Task to carry out | Copy out all lines in the data below containing the string "shoulder".
=== Given entries ===
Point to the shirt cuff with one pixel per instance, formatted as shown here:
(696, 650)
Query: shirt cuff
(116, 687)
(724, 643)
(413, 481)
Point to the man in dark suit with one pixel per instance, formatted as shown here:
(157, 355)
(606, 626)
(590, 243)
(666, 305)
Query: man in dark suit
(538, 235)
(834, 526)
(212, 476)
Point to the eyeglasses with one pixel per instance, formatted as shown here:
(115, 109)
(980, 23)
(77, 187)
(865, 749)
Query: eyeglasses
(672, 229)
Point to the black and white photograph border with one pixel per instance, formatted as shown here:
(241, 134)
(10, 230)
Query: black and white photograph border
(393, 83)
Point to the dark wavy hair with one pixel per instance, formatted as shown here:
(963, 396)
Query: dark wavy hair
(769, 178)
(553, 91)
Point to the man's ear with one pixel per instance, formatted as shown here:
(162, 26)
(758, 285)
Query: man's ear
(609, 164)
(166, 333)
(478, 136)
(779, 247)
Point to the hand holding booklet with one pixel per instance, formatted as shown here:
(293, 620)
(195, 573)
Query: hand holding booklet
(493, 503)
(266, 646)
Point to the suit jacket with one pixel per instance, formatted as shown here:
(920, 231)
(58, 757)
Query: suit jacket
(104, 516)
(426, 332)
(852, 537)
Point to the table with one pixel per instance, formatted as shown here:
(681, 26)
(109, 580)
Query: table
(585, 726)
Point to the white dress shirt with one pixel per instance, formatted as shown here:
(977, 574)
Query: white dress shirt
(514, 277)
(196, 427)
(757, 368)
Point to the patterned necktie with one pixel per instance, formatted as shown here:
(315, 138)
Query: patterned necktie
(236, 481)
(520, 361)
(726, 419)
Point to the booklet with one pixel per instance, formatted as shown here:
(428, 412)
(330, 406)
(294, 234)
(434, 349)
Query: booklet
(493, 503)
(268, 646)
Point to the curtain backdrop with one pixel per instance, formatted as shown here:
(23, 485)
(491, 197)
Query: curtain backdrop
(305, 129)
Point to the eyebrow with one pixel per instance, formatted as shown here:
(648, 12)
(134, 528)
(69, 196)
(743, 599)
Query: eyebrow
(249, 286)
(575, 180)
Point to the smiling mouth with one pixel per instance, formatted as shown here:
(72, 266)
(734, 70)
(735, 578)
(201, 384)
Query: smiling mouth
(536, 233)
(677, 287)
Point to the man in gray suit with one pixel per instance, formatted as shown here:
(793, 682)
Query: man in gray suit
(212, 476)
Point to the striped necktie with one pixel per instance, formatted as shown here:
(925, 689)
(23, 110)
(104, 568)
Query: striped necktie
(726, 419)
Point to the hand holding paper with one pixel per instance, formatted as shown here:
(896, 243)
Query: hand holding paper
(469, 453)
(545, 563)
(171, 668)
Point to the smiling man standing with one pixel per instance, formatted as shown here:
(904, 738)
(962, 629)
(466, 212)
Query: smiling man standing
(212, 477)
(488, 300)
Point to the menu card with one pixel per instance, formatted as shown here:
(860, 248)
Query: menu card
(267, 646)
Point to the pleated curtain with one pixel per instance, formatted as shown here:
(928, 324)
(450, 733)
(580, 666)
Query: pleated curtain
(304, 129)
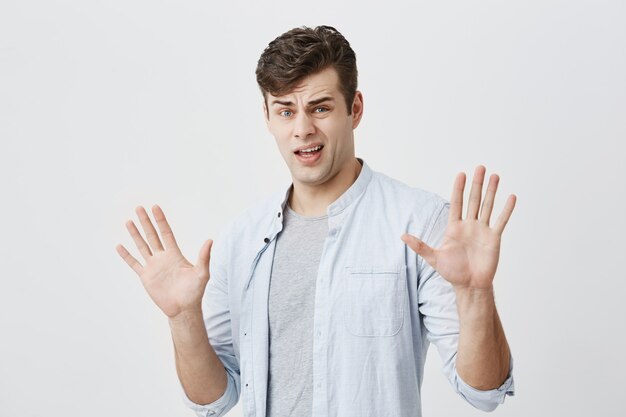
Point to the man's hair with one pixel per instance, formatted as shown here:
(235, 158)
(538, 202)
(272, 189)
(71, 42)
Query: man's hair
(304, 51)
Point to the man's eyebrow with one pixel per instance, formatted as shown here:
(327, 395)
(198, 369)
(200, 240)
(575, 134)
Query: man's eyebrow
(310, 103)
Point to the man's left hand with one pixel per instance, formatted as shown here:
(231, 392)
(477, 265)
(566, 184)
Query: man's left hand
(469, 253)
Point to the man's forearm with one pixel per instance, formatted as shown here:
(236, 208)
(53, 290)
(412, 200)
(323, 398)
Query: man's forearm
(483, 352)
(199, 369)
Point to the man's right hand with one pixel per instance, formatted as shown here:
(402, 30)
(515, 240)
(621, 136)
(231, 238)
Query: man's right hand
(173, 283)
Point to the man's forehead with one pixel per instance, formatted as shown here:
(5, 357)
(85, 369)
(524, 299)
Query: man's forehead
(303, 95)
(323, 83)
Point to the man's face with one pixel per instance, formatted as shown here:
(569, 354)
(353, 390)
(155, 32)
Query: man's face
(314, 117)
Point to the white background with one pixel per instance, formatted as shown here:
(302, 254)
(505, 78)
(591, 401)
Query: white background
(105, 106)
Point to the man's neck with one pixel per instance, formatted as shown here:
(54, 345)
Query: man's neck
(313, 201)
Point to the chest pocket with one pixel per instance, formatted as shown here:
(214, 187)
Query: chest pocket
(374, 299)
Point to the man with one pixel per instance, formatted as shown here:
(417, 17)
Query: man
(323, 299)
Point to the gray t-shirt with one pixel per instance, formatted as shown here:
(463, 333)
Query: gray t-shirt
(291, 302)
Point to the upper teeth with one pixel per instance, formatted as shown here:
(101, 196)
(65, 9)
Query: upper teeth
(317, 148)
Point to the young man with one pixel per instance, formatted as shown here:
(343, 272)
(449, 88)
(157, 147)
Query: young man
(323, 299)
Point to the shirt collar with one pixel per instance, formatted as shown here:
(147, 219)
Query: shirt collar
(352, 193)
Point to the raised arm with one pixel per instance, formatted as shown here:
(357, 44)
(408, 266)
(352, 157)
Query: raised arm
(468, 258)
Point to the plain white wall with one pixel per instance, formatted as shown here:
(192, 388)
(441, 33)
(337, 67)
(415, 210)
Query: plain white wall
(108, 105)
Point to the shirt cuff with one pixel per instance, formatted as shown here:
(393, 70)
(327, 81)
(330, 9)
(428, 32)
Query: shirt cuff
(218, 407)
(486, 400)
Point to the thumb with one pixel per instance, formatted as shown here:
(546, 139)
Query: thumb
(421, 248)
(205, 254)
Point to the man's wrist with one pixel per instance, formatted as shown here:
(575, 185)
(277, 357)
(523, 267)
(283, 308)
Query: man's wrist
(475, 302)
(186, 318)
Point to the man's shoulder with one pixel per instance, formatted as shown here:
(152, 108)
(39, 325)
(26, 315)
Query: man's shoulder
===
=== Given entries ===
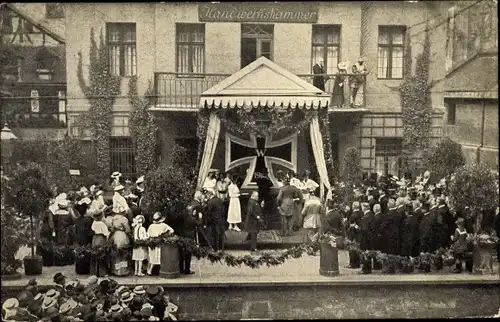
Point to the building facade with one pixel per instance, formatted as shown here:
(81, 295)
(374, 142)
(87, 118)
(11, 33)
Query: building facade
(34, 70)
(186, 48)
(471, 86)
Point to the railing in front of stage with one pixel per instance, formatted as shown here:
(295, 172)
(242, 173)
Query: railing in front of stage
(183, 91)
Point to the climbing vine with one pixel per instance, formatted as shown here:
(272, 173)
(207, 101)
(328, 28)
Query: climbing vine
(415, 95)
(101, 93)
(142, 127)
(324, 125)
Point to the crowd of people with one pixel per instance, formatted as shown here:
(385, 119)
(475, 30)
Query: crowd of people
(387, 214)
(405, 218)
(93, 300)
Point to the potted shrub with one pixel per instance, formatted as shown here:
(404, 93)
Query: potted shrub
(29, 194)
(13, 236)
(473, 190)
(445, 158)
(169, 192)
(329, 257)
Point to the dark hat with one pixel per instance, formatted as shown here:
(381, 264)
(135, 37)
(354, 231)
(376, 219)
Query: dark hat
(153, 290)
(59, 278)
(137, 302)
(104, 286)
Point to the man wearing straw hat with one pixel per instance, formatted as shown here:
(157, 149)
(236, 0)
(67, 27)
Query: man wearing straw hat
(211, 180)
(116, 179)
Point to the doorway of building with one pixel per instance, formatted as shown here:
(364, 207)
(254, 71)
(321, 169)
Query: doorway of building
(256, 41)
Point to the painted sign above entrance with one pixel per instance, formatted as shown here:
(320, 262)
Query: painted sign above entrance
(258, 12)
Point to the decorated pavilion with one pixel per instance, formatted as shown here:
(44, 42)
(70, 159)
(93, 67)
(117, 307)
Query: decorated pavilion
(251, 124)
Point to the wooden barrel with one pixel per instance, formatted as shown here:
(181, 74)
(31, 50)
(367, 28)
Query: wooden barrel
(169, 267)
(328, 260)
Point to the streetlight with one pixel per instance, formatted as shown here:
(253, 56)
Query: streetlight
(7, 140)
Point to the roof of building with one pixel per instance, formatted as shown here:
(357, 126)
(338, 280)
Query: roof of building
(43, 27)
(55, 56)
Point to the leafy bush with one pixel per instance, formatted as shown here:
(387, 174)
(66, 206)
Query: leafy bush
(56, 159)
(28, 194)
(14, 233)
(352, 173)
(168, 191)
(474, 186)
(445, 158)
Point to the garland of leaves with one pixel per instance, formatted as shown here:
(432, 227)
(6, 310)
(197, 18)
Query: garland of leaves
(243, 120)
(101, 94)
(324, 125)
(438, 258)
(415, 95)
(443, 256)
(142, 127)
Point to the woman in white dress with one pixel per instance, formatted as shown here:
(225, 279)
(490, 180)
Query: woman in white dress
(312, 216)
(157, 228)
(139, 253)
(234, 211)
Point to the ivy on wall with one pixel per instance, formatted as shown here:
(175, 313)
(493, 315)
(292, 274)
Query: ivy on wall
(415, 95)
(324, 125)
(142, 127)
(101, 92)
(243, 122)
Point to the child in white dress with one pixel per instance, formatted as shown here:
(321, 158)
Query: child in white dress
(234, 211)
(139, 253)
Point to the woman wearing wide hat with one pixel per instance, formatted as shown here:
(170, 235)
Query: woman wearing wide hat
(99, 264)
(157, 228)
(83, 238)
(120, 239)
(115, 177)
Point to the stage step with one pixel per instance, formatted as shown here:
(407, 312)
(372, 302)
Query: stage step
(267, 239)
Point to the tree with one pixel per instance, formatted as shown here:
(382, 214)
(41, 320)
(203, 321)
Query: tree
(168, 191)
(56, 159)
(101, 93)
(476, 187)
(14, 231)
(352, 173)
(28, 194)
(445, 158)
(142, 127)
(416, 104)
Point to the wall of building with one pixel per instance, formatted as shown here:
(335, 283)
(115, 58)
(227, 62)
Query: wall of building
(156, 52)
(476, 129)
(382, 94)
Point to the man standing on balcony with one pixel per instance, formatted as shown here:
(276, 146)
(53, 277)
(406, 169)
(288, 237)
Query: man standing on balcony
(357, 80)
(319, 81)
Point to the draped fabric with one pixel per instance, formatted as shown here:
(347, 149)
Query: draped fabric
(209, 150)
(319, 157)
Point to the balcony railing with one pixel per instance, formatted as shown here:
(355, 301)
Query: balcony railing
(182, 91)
===
Result |
Point to the man's shoulder with one pixel per instance, formatted as shown here:
Query: man's shoulder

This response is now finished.